Reproduce every one of the entries below word for word, leaving out the pictures.

_ _ _ _ _ _ _

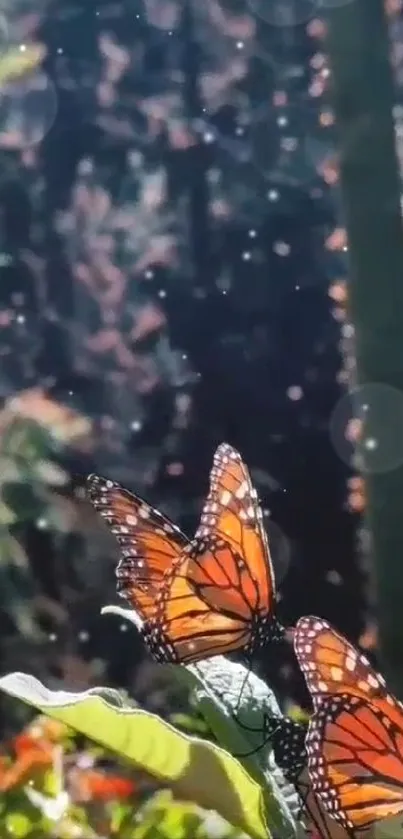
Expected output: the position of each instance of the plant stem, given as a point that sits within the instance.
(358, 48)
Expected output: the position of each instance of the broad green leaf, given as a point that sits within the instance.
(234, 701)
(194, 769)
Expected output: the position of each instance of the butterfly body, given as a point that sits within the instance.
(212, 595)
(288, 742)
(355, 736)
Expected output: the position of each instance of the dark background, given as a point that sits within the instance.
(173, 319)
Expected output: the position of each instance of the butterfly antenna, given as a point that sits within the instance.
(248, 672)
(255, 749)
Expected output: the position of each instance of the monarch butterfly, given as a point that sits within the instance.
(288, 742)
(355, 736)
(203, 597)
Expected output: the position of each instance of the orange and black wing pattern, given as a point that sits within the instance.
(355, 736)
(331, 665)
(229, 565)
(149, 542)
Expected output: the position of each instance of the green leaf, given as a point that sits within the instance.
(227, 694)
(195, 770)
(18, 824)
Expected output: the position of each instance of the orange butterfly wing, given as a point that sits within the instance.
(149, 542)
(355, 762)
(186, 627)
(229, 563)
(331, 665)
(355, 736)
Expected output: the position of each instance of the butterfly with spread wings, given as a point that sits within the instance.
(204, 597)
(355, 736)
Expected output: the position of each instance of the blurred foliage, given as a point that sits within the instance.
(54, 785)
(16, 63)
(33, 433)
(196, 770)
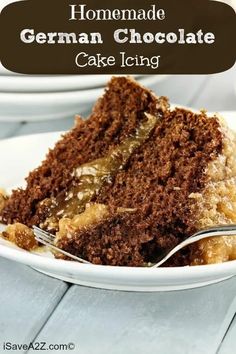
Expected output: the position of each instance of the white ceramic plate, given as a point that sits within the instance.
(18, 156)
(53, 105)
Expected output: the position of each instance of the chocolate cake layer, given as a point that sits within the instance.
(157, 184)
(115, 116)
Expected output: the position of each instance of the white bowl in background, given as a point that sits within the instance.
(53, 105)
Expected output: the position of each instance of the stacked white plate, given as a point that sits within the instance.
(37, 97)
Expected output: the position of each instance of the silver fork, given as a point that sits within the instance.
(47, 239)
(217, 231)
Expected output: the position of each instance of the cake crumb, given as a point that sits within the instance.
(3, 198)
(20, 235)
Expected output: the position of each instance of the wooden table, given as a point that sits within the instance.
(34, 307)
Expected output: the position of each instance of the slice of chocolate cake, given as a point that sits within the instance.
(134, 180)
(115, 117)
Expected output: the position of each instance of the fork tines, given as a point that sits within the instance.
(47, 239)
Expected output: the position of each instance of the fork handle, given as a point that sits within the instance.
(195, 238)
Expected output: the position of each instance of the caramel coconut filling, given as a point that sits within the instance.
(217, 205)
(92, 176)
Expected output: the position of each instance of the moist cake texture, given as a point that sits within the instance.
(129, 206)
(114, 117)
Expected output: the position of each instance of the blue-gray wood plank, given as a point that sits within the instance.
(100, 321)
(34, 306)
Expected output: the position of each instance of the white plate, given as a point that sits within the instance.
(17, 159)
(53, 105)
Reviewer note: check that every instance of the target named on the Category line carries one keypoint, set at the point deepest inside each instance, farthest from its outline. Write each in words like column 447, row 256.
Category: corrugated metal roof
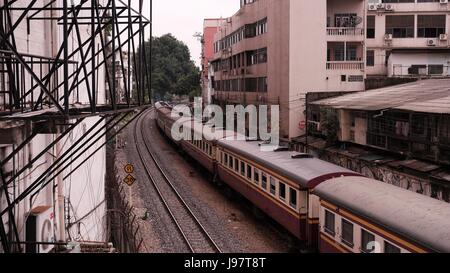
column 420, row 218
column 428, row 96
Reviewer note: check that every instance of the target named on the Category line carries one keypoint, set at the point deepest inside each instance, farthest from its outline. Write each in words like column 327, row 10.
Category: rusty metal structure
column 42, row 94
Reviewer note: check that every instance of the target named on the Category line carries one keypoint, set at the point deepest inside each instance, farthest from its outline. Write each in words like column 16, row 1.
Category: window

_ _ _ _ _ _ _

> [EXERCISE ANSWER]:
Expected output: the position of each instance of the plant stem, given as a point that sits within the instance.
(358, 48)
Expected output: the position of each instance of the broad green leaf, given as a point that sits within the instance.
(234, 701)
(194, 769)
Expected output: the position of each instance of the butterfly body, given as a point that sits within the instance.
(212, 595)
(288, 742)
(355, 736)
Expected output: the position of each instance of the dark background, given as a point that sits within the instance.
(173, 319)
Expected output: the position of each instance of the butterfly antenna, given as a point that sits within the instance.
(248, 672)
(255, 749)
Expected output: the position of each instance of the monarch butterfly, given as a point that sits within the instance.
(288, 742)
(355, 736)
(203, 597)
Expected output: the position of each instance of the orange and black wing pattern, given as a point that sits within the instance.
(355, 736)
(331, 665)
(229, 565)
(149, 542)
Expected output: the position of each instance of the green leaf, given as a point that sits within the instance.
(227, 694)
(195, 770)
(18, 824)
Expected output: the position of each instance of the orange butterfly wing, given as a point that sits within the instance.
(149, 542)
(355, 762)
(186, 627)
(229, 563)
(331, 665)
(355, 736)
Expected output: the position of each instance of the butterfly with spread wings, given as a point that sits within the instance.
(204, 597)
(355, 736)
Expected output: the position of each instance of the blurred foliage, given as a point that sits within the instance.
(54, 785)
(16, 63)
(33, 433)
(196, 770)
Expected output: the position of each instance of the white ceramic plate, given as a point that sits within the instance.
(18, 156)
(53, 105)
Expected output: the position of each instance of the chocolate cake layer, given as a point that sits within the instance.
(157, 184)
(115, 116)
Expected output: the position of each instance of the white bowl in background, given as a point that sits within the instance.
(53, 105)
Expected output: the position of each instance of the stacked white plate, given as a point that sits within the instance.
(37, 97)
Expected output: the position of each instance of the silver fork, given as a point that sits within the instance.
(47, 239)
(217, 231)
Expected output: the position of each instance of the cake crumb, given as a point that sits within the instance.
(3, 198)
(20, 235)
Expected output: the position of each instance of the wooden table, given as a point that sits within the instance.
(34, 307)
Expected output: the position of each instance of the slice of chocolate cake, given as a point that sits within the instance.
(134, 180)
(115, 117)
Expected output: the position of each instance of the fork tines, given as a point that sits within the instance.
(47, 239)
Expected output: the position of each instance of the fork handle, given as a point that sits within the instance.
(195, 238)
Expected output: the position of each instance of the caramel coconut filling, given as a point that sits within the instance.
(217, 205)
(92, 176)
Expected output: the position of each instance of the moist cake texture, given as a point that sits within the instance.
(129, 206)
(114, 117)
Expected output: the position of each instance of the blue-gray wood plank, given as a point that sits within the instance.
(100, 321)
(34, 306)
Expected output: the position of each instance of the white plate, given as a point that sits within the instance.
(17, 159)
(53, 105)
Reviewer note: check that every instance of the target named on the Category line carries one keypoint, set at the point deepest inside each instance, farthest from its outline. Write each in words like column 447, row 256.
Category: corrugated metal roof
column 420, row 218
column 428, row 96
Reviewer note: check that every instance of the target named on the Category line carries one keypoint, set at the point deepest inside each instance, farthest from its outline. Write each in words like column 327, row 10.
Category: rusty metal structure
column 42, row 94
Reviewer note: check that every instance of the target named on the Category line carries one keypoint, set at the point deepest inside each instance, farthest from its outline. Write each in words like column 16, row 1.
Category: window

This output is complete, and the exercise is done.